WHAT IS EXPECTED | Report, copied in full, every line of the material that contains the string "mirror".
——
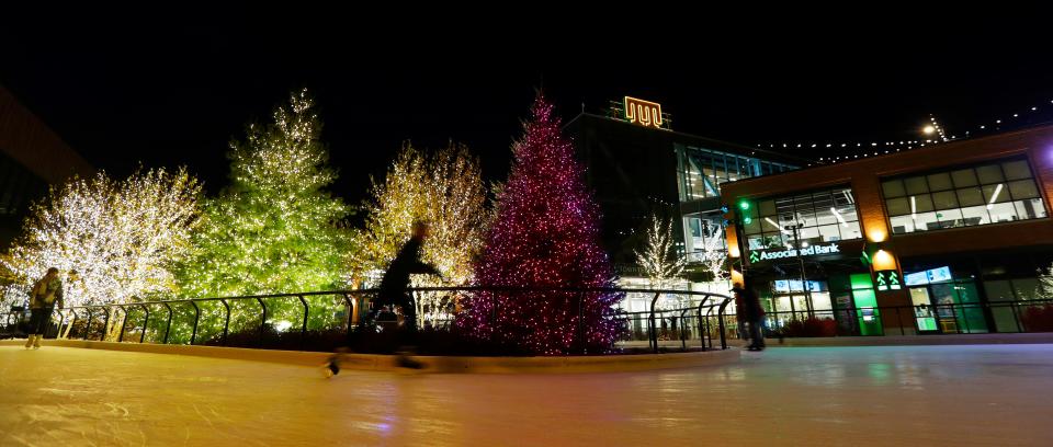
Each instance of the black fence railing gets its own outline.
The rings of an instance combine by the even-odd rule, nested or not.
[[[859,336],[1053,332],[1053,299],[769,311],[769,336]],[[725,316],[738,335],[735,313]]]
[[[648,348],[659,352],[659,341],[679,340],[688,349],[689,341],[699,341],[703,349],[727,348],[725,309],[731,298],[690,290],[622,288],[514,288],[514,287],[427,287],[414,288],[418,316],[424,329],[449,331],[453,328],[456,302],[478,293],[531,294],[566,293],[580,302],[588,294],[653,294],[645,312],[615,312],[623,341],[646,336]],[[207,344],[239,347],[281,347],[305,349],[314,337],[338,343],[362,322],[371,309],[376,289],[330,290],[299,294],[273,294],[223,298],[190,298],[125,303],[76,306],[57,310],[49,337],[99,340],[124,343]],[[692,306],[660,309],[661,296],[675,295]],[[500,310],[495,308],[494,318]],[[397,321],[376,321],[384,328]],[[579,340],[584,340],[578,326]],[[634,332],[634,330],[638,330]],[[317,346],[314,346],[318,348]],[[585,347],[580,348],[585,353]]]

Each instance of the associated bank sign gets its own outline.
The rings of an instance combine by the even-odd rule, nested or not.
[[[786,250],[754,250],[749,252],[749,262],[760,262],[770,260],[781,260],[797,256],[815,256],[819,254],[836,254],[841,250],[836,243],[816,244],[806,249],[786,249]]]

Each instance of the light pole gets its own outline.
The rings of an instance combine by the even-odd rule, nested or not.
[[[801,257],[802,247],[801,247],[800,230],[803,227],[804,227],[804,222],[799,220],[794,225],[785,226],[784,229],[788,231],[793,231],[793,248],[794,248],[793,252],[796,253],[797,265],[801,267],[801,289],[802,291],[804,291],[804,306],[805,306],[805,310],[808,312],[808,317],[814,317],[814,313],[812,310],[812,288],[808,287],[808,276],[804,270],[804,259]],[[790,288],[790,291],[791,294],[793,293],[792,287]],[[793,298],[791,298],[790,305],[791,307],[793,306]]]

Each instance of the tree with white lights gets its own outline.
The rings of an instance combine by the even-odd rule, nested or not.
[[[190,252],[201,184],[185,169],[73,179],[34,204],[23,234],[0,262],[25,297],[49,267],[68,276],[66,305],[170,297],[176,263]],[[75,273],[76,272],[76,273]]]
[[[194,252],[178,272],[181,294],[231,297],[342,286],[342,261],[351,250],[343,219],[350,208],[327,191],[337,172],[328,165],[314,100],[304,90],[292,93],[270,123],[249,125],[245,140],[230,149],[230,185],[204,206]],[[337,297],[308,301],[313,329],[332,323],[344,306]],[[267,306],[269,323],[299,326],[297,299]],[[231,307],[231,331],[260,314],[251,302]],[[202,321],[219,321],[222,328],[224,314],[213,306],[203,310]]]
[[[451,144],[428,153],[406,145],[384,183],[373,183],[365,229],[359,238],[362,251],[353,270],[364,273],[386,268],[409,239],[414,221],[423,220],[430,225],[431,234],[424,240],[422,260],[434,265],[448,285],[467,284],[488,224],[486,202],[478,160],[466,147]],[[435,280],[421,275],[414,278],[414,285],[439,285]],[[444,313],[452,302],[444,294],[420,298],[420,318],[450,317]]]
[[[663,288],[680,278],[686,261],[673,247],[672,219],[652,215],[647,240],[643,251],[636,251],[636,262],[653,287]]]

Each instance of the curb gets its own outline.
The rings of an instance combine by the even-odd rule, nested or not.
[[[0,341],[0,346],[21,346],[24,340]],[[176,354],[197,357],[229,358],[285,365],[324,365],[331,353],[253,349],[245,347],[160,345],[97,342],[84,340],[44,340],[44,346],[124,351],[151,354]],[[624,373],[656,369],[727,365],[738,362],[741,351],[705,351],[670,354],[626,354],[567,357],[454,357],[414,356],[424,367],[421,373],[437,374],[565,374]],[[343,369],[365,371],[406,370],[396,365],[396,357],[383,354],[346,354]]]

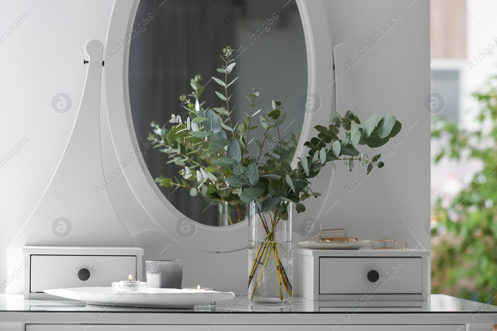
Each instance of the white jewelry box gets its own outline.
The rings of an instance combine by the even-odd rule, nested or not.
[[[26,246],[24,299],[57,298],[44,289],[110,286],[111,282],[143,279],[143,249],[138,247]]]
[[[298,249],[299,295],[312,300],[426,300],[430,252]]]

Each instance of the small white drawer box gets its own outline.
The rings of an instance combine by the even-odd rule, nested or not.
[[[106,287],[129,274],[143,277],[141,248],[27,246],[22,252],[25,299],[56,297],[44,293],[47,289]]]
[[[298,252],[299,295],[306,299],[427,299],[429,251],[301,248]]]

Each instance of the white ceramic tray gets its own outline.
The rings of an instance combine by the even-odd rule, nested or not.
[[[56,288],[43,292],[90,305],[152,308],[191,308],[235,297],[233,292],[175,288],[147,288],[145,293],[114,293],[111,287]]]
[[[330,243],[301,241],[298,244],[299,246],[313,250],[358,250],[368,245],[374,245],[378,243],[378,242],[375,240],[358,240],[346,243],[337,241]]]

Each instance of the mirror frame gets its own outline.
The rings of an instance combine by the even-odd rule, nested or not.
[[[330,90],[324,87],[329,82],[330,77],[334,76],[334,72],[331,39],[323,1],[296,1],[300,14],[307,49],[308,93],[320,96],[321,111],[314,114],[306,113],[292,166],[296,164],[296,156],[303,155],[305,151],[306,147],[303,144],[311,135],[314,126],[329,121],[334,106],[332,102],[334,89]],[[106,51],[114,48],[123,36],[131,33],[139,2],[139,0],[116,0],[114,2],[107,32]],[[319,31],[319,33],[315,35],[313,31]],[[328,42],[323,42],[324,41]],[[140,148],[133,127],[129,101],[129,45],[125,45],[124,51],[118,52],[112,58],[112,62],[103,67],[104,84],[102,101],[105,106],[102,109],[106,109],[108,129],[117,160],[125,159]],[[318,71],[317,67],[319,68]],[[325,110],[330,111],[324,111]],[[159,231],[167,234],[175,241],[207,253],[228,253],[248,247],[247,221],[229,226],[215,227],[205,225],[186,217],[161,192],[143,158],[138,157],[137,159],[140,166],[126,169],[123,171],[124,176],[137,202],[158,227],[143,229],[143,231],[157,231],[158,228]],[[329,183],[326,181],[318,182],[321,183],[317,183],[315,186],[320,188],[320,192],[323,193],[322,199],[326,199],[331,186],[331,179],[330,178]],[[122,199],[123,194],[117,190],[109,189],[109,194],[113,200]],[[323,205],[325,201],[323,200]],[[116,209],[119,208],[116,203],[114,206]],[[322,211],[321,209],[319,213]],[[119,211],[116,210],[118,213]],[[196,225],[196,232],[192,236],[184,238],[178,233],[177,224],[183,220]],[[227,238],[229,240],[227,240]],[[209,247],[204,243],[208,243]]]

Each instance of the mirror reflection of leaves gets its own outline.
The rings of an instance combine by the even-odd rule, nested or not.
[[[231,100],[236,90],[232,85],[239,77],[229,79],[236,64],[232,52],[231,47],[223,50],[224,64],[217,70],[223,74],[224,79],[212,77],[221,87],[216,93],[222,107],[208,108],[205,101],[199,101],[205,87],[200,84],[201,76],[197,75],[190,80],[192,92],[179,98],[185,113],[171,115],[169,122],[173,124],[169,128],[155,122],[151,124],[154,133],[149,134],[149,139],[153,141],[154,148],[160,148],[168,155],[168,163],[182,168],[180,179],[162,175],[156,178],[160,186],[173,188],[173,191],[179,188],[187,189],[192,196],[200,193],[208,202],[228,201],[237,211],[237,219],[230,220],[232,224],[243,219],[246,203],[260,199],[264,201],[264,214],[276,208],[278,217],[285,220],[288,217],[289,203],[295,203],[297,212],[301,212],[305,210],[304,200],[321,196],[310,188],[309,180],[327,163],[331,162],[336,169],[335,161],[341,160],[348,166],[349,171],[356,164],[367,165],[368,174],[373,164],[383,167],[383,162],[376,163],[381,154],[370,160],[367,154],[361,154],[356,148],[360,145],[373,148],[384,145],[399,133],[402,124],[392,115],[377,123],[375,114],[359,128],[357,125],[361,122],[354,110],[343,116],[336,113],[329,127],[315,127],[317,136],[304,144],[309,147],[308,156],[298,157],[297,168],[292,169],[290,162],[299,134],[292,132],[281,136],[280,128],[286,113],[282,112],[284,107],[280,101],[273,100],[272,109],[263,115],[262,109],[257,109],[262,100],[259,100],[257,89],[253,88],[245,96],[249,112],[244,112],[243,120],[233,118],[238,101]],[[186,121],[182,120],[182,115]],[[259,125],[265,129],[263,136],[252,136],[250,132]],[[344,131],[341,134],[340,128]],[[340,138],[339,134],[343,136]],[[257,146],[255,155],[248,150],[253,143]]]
——
RESPONSE TO THE TASK |
Each instance of the mirror frame gets its own outline.
Each instance of the mirror reflection of leaves gets its own outline.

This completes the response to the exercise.